Exercise instructions: In the items below, start at the line that contains "To accomplish: interact with the dense" and stop after the line that contains "[172,305,278,350]". Write those lines out as a numbered list, leaving out any blank lines.

Items:

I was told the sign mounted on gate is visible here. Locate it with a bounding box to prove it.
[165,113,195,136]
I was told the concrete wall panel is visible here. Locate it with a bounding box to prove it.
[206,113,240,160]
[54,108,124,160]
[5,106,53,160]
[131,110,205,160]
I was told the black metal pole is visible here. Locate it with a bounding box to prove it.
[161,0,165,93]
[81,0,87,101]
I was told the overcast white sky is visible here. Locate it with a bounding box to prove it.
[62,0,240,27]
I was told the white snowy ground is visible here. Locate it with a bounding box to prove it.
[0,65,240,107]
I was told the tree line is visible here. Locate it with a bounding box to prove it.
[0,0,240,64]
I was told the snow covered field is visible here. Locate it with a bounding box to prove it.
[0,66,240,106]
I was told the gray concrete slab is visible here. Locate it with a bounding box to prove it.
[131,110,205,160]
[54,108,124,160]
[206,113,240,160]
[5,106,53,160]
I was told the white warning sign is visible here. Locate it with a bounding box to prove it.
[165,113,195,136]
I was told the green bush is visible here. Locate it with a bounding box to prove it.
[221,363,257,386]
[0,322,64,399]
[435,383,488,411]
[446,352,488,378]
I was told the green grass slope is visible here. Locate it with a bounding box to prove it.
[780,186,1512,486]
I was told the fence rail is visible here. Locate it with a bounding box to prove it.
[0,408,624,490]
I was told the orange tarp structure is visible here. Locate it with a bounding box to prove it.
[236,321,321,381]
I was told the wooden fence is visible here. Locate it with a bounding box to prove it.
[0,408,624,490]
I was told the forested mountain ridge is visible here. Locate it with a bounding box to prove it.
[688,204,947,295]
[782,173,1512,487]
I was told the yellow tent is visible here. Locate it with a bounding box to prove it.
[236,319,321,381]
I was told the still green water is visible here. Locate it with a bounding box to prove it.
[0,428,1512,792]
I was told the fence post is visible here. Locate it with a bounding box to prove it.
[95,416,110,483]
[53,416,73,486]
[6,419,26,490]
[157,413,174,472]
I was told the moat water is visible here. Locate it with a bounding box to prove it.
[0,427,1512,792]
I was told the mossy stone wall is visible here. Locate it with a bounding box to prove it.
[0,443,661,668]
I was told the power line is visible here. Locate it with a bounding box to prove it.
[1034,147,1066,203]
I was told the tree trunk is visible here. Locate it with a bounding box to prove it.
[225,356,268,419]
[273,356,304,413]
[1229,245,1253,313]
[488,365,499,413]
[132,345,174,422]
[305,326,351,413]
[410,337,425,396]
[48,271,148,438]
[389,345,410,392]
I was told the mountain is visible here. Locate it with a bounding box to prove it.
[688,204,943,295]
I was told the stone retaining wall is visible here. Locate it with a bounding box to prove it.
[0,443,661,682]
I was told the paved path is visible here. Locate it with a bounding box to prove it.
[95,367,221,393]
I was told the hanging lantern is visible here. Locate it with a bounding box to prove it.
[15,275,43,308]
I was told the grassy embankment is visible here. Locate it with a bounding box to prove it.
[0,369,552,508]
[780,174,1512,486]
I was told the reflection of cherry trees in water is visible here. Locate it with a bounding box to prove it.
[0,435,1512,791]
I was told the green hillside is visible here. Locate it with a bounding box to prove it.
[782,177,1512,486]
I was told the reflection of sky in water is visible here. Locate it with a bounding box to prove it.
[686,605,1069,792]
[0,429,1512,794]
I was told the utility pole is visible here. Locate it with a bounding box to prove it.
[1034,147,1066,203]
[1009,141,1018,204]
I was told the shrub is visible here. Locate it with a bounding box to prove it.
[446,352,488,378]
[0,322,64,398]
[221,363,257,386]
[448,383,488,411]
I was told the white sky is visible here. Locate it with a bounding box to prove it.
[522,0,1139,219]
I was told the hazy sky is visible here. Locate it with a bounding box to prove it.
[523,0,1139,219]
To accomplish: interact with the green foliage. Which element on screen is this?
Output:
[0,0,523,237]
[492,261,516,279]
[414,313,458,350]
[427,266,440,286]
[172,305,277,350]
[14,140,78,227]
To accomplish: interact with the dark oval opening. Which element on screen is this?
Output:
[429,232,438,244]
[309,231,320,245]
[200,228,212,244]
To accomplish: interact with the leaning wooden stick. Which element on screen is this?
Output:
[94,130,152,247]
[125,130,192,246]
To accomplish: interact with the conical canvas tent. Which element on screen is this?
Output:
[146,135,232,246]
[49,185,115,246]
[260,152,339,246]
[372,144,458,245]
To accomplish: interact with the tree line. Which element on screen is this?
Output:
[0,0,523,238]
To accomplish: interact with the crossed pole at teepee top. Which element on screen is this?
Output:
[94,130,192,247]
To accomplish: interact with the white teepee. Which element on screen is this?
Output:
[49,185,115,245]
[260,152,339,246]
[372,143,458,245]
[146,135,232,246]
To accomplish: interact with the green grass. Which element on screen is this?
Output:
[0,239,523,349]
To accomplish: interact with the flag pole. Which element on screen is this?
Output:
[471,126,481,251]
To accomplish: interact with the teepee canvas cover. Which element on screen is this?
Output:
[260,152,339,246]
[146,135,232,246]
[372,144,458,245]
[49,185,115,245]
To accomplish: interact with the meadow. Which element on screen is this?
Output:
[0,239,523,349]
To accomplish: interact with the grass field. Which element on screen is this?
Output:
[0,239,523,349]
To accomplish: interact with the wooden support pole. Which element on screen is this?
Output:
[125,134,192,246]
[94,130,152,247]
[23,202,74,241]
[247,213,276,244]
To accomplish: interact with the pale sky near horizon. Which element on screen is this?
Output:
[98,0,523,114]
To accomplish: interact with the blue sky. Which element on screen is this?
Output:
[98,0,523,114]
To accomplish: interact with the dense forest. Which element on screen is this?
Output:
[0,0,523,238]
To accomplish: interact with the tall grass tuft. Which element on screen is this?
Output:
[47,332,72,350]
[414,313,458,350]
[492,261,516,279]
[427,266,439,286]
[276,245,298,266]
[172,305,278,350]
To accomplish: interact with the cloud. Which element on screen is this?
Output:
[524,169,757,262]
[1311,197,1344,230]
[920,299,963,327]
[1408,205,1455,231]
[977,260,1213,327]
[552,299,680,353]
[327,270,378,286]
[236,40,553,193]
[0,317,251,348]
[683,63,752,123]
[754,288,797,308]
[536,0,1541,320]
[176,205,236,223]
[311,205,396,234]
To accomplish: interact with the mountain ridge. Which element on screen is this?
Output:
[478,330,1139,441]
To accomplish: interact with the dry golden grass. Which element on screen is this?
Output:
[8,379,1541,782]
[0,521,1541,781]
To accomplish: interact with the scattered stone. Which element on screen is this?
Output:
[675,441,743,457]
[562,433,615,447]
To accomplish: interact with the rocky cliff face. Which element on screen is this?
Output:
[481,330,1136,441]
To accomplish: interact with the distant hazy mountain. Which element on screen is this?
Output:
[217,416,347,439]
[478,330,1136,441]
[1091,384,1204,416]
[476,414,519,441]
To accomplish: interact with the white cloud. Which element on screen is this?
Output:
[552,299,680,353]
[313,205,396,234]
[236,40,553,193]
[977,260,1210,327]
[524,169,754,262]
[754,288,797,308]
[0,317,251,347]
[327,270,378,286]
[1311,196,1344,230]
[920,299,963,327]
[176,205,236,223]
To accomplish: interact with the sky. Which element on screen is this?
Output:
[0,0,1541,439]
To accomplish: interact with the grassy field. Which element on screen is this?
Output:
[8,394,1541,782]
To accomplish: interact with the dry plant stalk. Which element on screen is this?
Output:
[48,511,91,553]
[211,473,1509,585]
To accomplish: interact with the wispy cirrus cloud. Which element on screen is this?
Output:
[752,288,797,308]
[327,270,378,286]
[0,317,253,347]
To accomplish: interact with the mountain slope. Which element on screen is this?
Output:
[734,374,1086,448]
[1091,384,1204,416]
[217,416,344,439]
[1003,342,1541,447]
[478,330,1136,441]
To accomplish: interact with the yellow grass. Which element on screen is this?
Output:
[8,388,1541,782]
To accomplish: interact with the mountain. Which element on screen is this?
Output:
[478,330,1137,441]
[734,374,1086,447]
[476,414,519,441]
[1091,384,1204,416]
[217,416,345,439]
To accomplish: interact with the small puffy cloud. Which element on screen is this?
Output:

Task response:
1. To accomplish: interact with the dense forest. Which element on screen is this?
2. Output:
3. [0,0,523,238]
4. To accomplish: interact with the tall grass tuft. Which element on screen is this?
5. Output:
6. [47,332,72,350]
7. [414,313,458,350]
8. [492,261,516,279]
9. [427,266,439,286]
10. [276,245,298,266]
11. [172,305,278,350]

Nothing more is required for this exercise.